TEXT UNDER STUDY START

London, England, Sep 9, 2025 / 09:00 am (CNA).
A priest and professor of bioethics has issued a grave warning about the implications of artificial intelligence (AI) companionship, highlighting the threats the new technology poses to mental health and calling on the Church to redouble its efforts to cultivate meaningful human connection.
Father Michael Baggot outlined his concerns at a conference on the ethics of AI organized by St. Mary’s University, Twickenham, which took place on Sept. 2-3 at the Gillis Centre in Edinburgh, Scotland.
Baggot delivered the keynote address, focusing on “an ethical evaluation of the design and use of artificial intimacy technologies,” and while he acknowledged the many benefits of AI, he also warned that with “these opportunities come a new set of challenges. Chief among them is the rise of artificial companionship.”
He continued: “AI systems designed not just to assist or inform, but to simulate intimate human relationships … AI companions that look or even feel like real friendships will become even more absorbing. They will distract users from the often arduous task of building meaningful interpersonal bonds. They will also discourage others from investing time and energy into risky interactions with unpredictable and volatile human beings who might reject gestures of love. While human relationships are risky, AI intimacy seems safe.”
Baggot conceded that AI companionship can initially offer relief from loneliness, but he went on to highlight instances in which it could be “downright damaging” to our mental health — to the point of psychosis.
“There are increasing instances of people using all-purpose platforms like ChatGPT, Gemini, Claude, Grok, and others to address mental health issues. They do not always receive sound advice,” he said. “In many cases, responses are downright damaging. Some bots even presented themselves falsely as licensed, as they delivered harmful counsel… Unfortunately, deeper intimacy with AI systems has also been linked to more frequent reports of AI psychosis. As users trust systems of staggering knowledge and psychological insight with their deepest hopes and fears, they find a constantly available and supportive companion.”

TEXT UNDER STUDY END

TASK ITEM A: Write out the part of the article on AI companionship starting with "Father Michael Baggot" and going on through "in Edinburgh, Scotland.".
TASK ITEM B: Translate this sentence from the article on AI companionship into Spanish: "While human relationships are risky, AI intimacy seems safe."

DATA LISTING START

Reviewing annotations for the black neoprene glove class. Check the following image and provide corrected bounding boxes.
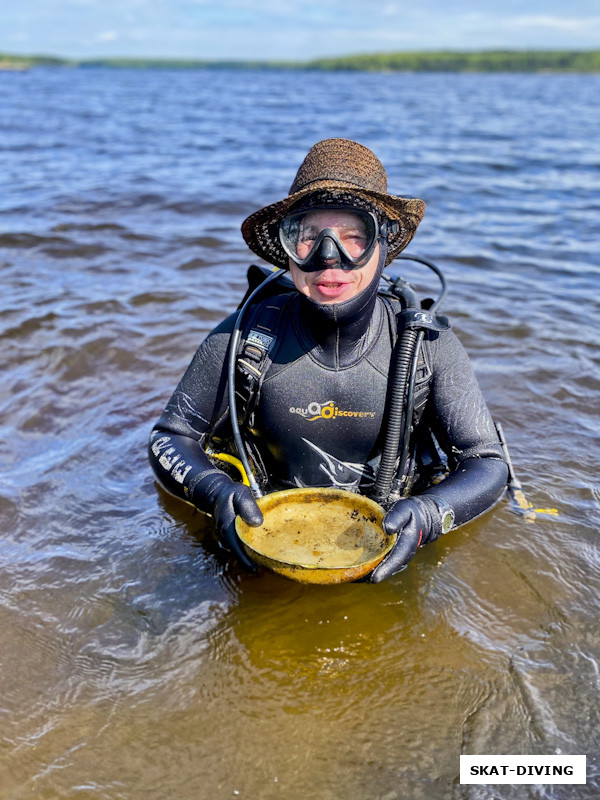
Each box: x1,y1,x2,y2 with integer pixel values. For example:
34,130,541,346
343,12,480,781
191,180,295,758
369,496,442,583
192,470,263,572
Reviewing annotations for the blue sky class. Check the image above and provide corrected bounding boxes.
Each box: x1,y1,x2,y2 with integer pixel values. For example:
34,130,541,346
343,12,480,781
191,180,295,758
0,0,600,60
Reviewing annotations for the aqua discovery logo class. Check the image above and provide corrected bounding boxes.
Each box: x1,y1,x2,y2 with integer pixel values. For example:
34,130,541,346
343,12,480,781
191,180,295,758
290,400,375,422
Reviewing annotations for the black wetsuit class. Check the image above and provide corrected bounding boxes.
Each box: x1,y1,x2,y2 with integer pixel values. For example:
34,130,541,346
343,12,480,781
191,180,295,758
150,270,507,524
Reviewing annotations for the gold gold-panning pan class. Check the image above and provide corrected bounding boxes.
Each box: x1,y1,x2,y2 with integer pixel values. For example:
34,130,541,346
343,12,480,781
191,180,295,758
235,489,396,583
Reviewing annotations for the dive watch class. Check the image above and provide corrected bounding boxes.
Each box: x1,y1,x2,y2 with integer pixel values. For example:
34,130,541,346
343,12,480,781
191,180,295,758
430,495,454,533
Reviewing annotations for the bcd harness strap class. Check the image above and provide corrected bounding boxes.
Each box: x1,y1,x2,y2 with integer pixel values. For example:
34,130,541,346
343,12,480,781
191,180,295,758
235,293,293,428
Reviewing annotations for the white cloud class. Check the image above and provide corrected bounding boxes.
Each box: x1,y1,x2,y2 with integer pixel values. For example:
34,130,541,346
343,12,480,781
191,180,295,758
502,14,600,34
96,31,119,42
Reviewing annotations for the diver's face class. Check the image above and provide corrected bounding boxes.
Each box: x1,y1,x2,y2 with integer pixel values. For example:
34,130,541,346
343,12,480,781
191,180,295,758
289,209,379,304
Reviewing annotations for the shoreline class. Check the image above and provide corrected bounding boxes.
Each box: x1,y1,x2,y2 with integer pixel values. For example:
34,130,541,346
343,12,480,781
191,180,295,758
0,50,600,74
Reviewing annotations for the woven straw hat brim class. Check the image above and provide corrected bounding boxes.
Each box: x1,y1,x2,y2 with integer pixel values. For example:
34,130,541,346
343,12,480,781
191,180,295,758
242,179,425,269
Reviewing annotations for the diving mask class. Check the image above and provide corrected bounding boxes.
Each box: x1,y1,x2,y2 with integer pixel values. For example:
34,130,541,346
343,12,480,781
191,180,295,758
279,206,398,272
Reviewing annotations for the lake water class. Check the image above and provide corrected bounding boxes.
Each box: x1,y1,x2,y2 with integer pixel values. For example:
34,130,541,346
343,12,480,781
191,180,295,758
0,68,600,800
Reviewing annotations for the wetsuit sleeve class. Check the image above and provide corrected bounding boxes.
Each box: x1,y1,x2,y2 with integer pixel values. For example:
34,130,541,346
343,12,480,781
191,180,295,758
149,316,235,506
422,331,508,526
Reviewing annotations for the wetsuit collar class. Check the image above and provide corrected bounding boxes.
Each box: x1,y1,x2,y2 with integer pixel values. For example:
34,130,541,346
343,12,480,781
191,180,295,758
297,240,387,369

DATA LISTING END
DATA LISTING START

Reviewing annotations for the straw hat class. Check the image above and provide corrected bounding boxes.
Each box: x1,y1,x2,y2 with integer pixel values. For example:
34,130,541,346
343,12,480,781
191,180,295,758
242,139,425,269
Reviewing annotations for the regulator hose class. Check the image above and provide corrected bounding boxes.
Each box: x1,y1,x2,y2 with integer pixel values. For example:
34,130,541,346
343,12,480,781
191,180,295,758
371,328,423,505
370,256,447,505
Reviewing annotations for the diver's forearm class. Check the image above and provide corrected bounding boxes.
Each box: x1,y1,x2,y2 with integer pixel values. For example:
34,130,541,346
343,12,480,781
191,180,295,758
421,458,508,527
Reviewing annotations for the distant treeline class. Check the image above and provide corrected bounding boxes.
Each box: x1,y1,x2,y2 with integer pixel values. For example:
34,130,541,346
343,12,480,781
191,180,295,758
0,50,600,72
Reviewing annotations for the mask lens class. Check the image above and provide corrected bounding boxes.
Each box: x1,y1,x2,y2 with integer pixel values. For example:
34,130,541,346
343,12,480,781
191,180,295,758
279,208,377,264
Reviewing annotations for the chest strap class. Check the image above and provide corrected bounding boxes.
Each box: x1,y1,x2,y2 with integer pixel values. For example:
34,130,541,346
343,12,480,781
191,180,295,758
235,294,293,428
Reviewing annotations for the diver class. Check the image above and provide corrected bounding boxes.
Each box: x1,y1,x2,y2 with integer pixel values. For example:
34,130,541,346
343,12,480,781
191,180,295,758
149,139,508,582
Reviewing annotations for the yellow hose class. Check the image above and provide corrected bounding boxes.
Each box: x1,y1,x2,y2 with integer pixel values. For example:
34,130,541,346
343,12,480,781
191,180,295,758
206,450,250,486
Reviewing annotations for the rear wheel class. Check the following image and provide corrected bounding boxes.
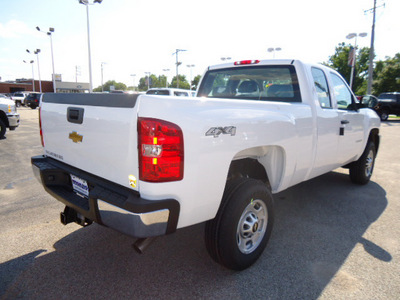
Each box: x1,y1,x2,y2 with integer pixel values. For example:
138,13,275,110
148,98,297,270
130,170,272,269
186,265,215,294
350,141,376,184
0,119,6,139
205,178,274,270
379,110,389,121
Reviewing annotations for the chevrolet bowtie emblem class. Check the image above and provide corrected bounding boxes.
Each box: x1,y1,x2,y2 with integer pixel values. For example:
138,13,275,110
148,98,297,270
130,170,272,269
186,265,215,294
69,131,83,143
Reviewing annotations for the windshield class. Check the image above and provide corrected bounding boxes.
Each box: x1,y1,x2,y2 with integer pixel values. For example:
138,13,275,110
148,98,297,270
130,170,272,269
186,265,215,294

DATA LISTING END

WRITTEN ANSWER A:
Father Michael Baggot outlined his concerns at a conference on the ethics of AI organized by St. Mary’s University, Twickenham, which took place on Sept. 2-3 at the Gillis Centre in Edinburgh, Scotland.

WRITTEN ANSWER B: Si bien las relaciones humanas son arriesgadas, la intimidad con la IA parece segura.